The problem:
Make an exact copy of each entry, leaving out every picture.

★ ★ ★

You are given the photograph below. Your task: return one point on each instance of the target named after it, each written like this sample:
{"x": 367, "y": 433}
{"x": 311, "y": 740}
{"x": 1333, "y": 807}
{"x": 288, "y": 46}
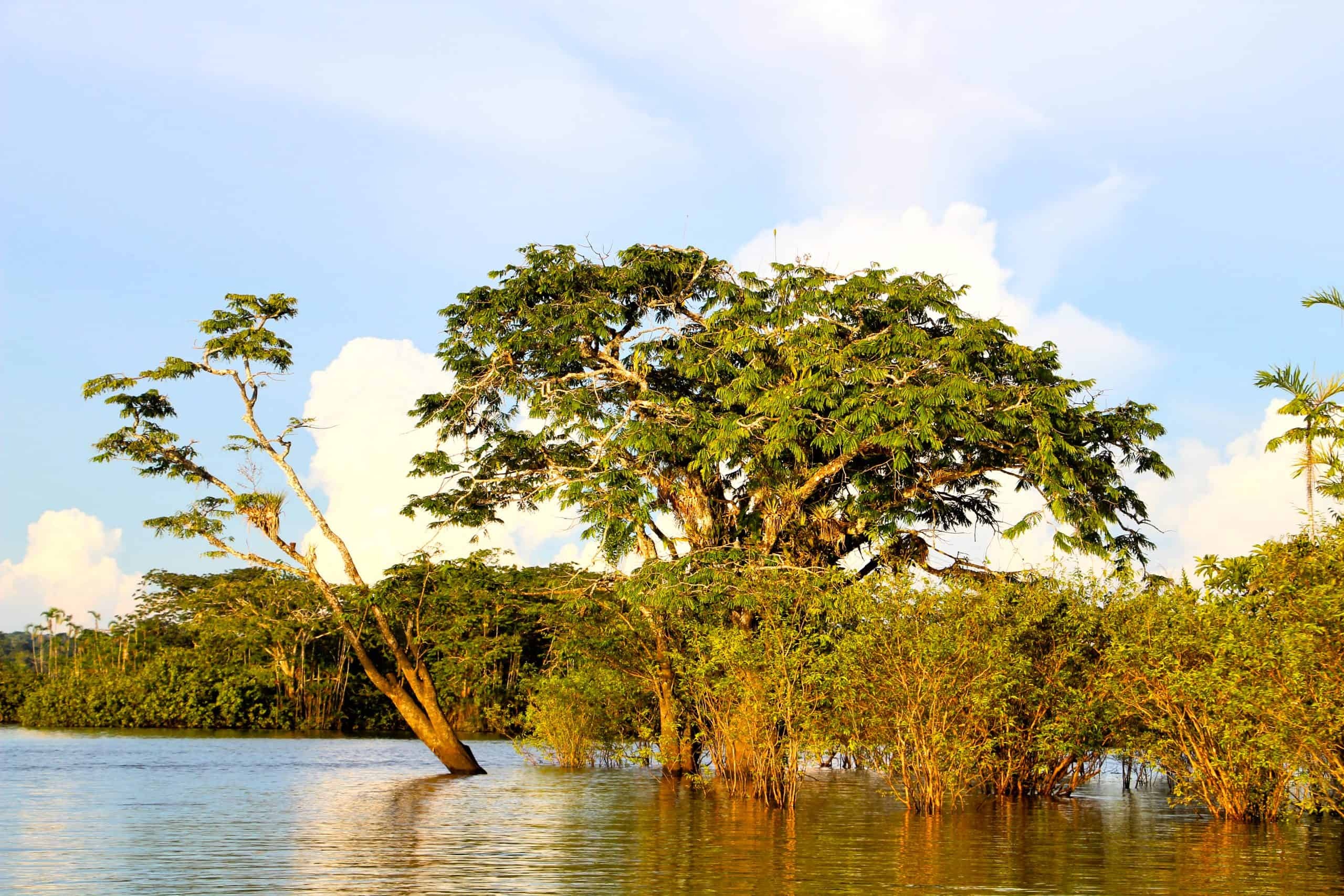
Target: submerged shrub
{"x": 581, "y": 718}
{"x": 972, "y": 687}
{"x": 1238, "y": 688}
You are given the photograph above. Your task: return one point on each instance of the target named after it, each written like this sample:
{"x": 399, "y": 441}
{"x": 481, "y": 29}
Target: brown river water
{"x": 222, "y": 813}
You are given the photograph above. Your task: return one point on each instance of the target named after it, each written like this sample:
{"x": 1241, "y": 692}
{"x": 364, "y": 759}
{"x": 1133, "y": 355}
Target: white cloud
{"x": 961, "y": 246}
{"x": 1226, "y": 501}
{"x": 70, "y": 563}
{"x": 1221, "y": 501}
{"x": 365, "y": 442}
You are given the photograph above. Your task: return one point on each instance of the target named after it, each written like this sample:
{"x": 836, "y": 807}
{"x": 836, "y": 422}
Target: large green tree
{"x": 683, "y": 409}
{"x": 243, "y": 350}
{"x": 803, "y": 414}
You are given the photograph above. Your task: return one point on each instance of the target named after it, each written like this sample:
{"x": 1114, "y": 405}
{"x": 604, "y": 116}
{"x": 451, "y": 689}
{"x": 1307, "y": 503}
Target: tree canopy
{"x": 803, "y": 413}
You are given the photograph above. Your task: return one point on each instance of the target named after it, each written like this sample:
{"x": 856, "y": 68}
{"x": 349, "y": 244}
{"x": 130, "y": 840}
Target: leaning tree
{"x": 246, "y": 355}
{"x": 805, "y": 417}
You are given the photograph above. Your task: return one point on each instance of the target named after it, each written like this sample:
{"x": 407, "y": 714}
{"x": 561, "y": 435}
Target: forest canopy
{"x": 680, "y": 406}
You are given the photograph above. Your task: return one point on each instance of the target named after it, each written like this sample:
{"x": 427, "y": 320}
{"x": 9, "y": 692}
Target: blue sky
{"x": 1167, "y": 171}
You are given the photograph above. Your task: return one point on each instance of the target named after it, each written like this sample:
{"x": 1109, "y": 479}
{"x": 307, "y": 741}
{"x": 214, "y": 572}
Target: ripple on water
{"x": 156, "y": 813}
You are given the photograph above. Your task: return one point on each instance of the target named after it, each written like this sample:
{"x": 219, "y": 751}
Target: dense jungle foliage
{"x": 952, "y": 691}
{"x": 784, "y": 455}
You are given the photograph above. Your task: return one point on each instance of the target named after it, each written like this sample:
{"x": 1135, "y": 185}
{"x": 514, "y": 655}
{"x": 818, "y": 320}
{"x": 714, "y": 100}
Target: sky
{"x": 1151, "y": 186}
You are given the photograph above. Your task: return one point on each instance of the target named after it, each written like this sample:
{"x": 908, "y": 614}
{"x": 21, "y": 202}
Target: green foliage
{"x": 978, "y": 687}
{"x": 586, "y": 716}
{"x": 802, "y": 414}
{"x": 1240, "y": 691}
{"x": 17, "y": 680}
{"x": 483, "y": 629}
{"x": 176, "y": 688}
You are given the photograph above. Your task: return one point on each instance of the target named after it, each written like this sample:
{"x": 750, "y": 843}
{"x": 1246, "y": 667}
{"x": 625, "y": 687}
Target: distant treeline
{"x": 952, "y": 691}
{"x": 257, "y": 649}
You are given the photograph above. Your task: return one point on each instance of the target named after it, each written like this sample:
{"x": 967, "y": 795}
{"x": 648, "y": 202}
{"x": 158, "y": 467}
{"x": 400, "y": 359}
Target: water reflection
{"x": 135, "y": 815}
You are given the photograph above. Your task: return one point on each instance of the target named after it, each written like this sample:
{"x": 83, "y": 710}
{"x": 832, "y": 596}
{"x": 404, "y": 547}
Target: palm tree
{"x": 1324, "y": 297}
{"x": 1314, "y": 402}
{"x": 53, "y": 616}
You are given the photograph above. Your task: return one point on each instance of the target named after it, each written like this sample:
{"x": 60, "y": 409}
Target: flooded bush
{"x": 970, "y": 687}
{"x": 581, "y": 719}
{"x": 1238, "y": 688}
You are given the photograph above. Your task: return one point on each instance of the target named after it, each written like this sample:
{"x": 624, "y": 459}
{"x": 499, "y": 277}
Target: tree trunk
{"x": 676, "y": 751}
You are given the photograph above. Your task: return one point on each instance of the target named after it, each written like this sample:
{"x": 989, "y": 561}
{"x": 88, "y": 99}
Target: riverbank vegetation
{"x": 953, "y": 691}
{"x": 786, "y": 458}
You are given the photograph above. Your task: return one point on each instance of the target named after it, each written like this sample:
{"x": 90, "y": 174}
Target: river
{"x": 224, "y": 813}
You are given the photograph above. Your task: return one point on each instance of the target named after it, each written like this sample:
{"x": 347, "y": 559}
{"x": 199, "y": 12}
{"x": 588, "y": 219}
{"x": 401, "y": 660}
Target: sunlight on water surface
{"x": 221, "y": 813}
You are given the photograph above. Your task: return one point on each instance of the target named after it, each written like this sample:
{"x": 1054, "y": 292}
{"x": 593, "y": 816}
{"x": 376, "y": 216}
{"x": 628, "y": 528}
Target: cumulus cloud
{"x": 365, "y": 442}
{"x": 1227, "y": 500}
{"x": 1221, "y": 500}
{"x": 1042, "y": 239}
{"x": 961, "y": 246}
{"x": 70, "y": 563}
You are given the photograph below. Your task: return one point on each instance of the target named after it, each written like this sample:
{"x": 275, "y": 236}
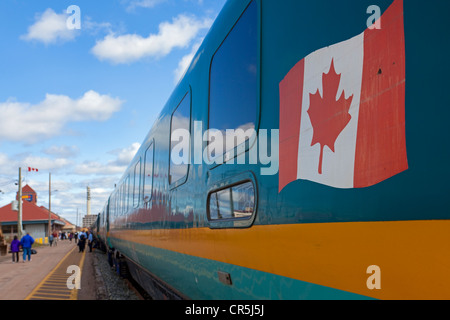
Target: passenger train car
{"x": 303, "y": 155}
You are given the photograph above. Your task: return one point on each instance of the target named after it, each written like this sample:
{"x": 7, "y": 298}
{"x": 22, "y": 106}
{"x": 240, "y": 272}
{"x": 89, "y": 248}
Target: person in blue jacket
{"x": 15, "y": 248}
{"x": 26, "y": 242}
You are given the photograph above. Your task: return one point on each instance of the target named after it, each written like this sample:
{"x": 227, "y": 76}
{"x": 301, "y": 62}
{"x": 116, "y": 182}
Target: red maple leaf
{"x": 329, "y": 116}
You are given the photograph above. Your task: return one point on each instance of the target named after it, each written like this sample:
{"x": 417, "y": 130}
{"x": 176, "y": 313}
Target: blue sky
{"x": 78, "y": 102}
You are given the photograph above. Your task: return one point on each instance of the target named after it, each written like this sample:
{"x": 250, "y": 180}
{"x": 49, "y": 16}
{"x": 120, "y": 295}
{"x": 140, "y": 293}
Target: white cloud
{"x": 62, "y": 151}
{"x": 185, "y": 62}
{"x": 31, "y": 123}
{"x": 132, "y": 47}
{"x": 143, "y": 4}
{"x": 50, "y": 27}
{"x": 116, "y": 166}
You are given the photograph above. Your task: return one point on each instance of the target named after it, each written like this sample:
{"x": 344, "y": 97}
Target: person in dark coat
{"x": 82, "y": 243}
{"x": 26, "y": 242}
{"x": 15, "y": 248}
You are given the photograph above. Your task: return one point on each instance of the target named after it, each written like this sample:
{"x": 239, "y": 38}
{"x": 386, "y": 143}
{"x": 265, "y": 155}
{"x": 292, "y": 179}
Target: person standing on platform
{"x": 82, "y": 242}
{"x": 55, "y": 238}
{"x": 15, "y": 248}
{"x": 91, "y": 241}
{"x": 26, "y": 242}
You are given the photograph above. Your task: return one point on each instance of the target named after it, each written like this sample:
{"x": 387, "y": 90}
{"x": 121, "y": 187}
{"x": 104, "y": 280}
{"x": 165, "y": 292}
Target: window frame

★ ★ ★

Result for this exercise:
You are given the photograph below. Your task: return one point on each instance of the target named after it, each written like this sample:
{"x": 367, "y": 433}
{"x": 311, "y": 740}
{"x": 1333, "y": 807}
{"x": 288, "y": 46}
Target: submerged shrub
{"x": 581, "y": 718}
{"x": 972, "y": 687}
{"x": 1238, "y": 688}
You are given the photograph above. Your task: return one point on each instance of the target named after it, each written like this sample:
{"x": 399, "y": 441}
{"x": 481, "y": 29}
Target: brown river water
{"x": 222, "y": 813}
You are given the photograph above. Your task: return one point on each instance of the target named after it, each written like this sample:
{"x": 1241, "y": 692}
{"x": 364, "y": 759}
{"x": 1133, "y": 355}
Target: white cloud
{"x": 961, "y": 246}
{"x": 1226, "y": 501}
{"x": 70, "y": 563}
{"x": 1221, "y": 501}
{"x": 365, "y": 442}
You are given the photograph above. Your task: return one point on each instance of the target named after it, each written like this sample:
{"x": 836, "y": 807}
{"x": 836, "y": 422}
Target: large green tree
{"x": 683, "y": 409}
{"x": 243, "y": 350}
{"x": 803, "y": 414}
You are given the photograph above. Your task: return one point on each instance of the target named after it, each written like this sample:
{"x": 1114, "y": 405}
{"x": 604, "y": 116}
{"x": 451, "y": 689}
{"x": 1307, "y": 503}
Target: tree canopy
{"x": 803, "y": 413}
You are given the photograph above. Your task: return one point on each instance of the target named after it, each written like this sample:
{"x": 856, "y": 68}
{"x": 349, "y": 244}
{"x": 130, "y": 840}
Target: leaning tree
{"x": 246, "y": 355}
{"x": 805, "y": 417}
You are given the photograph above. Your task: return one point on each instance of the target named after it, each written like this sample:
{"x": 407, "y": 714}
{"x": 561, "y": 435}
Target: forest canopy
{"x": 680, "y": 406}
You are given the photograph above. Your task: return one point on each instance of the target named after it, each written like this sample:
{"x": 427, "y": 320}
{"x": 9, "y": 692}
Target: blue sky
{"x": 1167, "y": 171}
You are given the photograph above. Your task: return one point on each instance of the target named after it, each written like this sample:
{"x": 1109, "y": 479}
{"x": 307, "y": 741}
{"x": 214, "y": 572}
Target: ripple on water
{"x": 156, "y": 813}
You are given the photograph above. Your task: return one point on each instance of the target named after it, each written like this sample:
{"x": 219, "y": 751}
Target: dense jungle foliage
{"x": 952, "y": 691}
{"x": 784, "y": 455}
You are given the photograph above. Your task: return one point on each instance of the target named after it, each written like this sample:
{"x": 1135, "y": 185}
{"x": 514, "y": 655}
{"x": 818, "y": 320}
{"x": 714, "y": 100}
Target: sky
{"x": 1151, "y": 186}
You are given the photograph above. Your task: return one point on each instance of the target named after it, each written like this sample:
{"x": 908, "y": 614}
{"x": 21, "y": 202}
Target: green foliage
{"x": 978, "y": 687}
{"x": 586, "y": 716}
{"x": 802, "y": 414}
{"x": 1240, "y": 691}
{"x": 17, "y": 680}
{"x": 483, "y": 629}
{"x": 176, "y": 688}
You are given the photograph above. Your task: return one point on each instance of the target named after it, each written like this sample:
{"x": 750, "y": 843}
{"x": 1246, "y": 667}
{"x": 625, "y": 687}
Target: distant treeline
{"x": 952, "y": 691}
{"x": 257, "y": 649}
You are given the photograph above. Your task: return one point on each instance of the target named after it, each written like this sample:
{"x": 967, "y": 795}
{"x": 648, "y": 202}
{"x": 158, "y": 467}
{"x": 400, "y": 359}
Target: water reflection
{"x": 135, "y": 815}
You are given the photograph above. Your task: return one point on each instance of the target named after it, each written like this sample:
{"x": 83, "y": 710}
{"x": 832, "y": 596}
{"x": 404, "y": 547}
Target: palm tree
{"x": 1324, "y": 297}
{"x": 1314, "y": 402}
{"x": 53, "y": 616}
You are given the photograph above. Your task: return one point on each instance of the target named after it, each written like this sample:
{"x": 60, "y": 409}
Target: flooded bush
{"x": 970, "y": 687}
{"x": 581, "y": 719}
{"x": 1238, "y": 688}
You are given the photograph above. Your task: return one point on each instance of the target named after it, each written like this sample:
{"x": 624, "y": 459}
{"x": 499, "y": 277}
Target: tree trunk
{"x": 676, "y": 751}
You are given the photograph above. Your task: return one point on each instance of the target named after it, each written like this sample:
{"x": 989, "y": 561}
{"x": 88, "y": 99}
Target: riverbank vegetation
{"x": 953, "y": 691}
{"x": 786, "y": 458}
You are given the photograph above. Your task: return one point on each instance of the target named after it, each written like this sample:
{"x": 90, "y": 174}
Target: river
{"x": 224, "y": 813}
You are given the photograph above. Your task: return one point on each instance of the target named after it, each written like this sample:
{"x": 347, "y": 559}
{"x": 199, "y": 12}
{"x": 588, "y": 219}
{"x": 401, "y": 660}
Target: sunlight on water surface
{"x": 221, "y": 813}
You are given the photograph above. Your task: return one point on each instance of the target named after it, each written like this sample:
{"x": 1054, "y": 292}
{"x": 593, "y": 816}
{"x": 376, "y": 216}
{"x": 628, "y": 528}
Target: cumulus cloud
{"x": 365, "y": 442}
{"x": 1227, "y": 500}
{"x": 1221, "y": 500}
{"x": 1042, "y": 239}
{"x": 961, "y": 246}
{"x": 70, "y": 563}
You are given the photograph below. Your task: return one point on each instance of the target named after it, each written like this sample:
{"x": 275, "y": 236}
Target: passenger train car
{"x": 303, "y": 155}
You are given the photograph above. Your task: return one point on each instance of the target named after it, each written like this sample:
{"x": 7, "y": 298}
{"x": 22, "y": 106}
{"x": 240, "y": 272}
{"x": 89, "y": 248}
Target: person in blue jacket
{"x": 15, "y": 248}
{"x": 26, "y": 242}
You are given the photograph above. Your task: return one point on each instance of the target named after it, each written like this sample:
{"x": 227, "y": 76}
{"x": 301, "y": 62}
{"x": 116, "y": 182}
Target: red maple leaf
{"x": 329, "y": 116}
You are given the photograph above. Your task: return one point on each instance of the target named after it, each written like this sample:
{"x": 417, "y": 130}
{"x": 176, "y": 313}
Target: blue sky
{"x": 78, "y": 102}
You are given the photograph above. Your task: return one point on each instance of the target named after it, each written like this sample:
{"x": 250, "y": 180}
{"x": 49, "y": 16}
{"x": 120, "y": 295}
{"x": 140, "y": 293}
Target: white cloud
{"x": 62, "y": 151}
{"x": 185, "y": 62}
{"x": 31, "y": 123}
{"x": 132, "y": 47}
{"x": 143, "y": 4}
{"x": 50, "y": 27}
{"x": 116, "y": 166}
You are given the photograph above. Your task: return one point on each instance of the target named after it, each written like this sample:
{"x": 344, "y": 97}
Target: person in dark coat
{"x": 82, "y": 243}
{"x": 26, "y": 242}
{"x": 15, "y": 248}
You are given the photograph above. Your task: return one point on each instance of the target named after it, each written like this sample:
{"x": 239, "y": 38}
{"x": 386, "y": 143}
{"x": 265, "y": 155}
{"x": 292, "y": 179}
Target: person standing on platform
{"x": 82, "y": 242}
{"x": 55, "y": 238}
{"x": 15, "y": 248}
{"x": 91, "y": 241}
{"x": 26, "y": 242}
You are given the photograph above. Your task: return one point on each instance of the target named after it, each written like this sample:
{"x": 387, "y": 90}
{"x": 121, "y": 187}
{"x": 104, "y": 280}
{"x": 165, "y": 292}
Target: window frame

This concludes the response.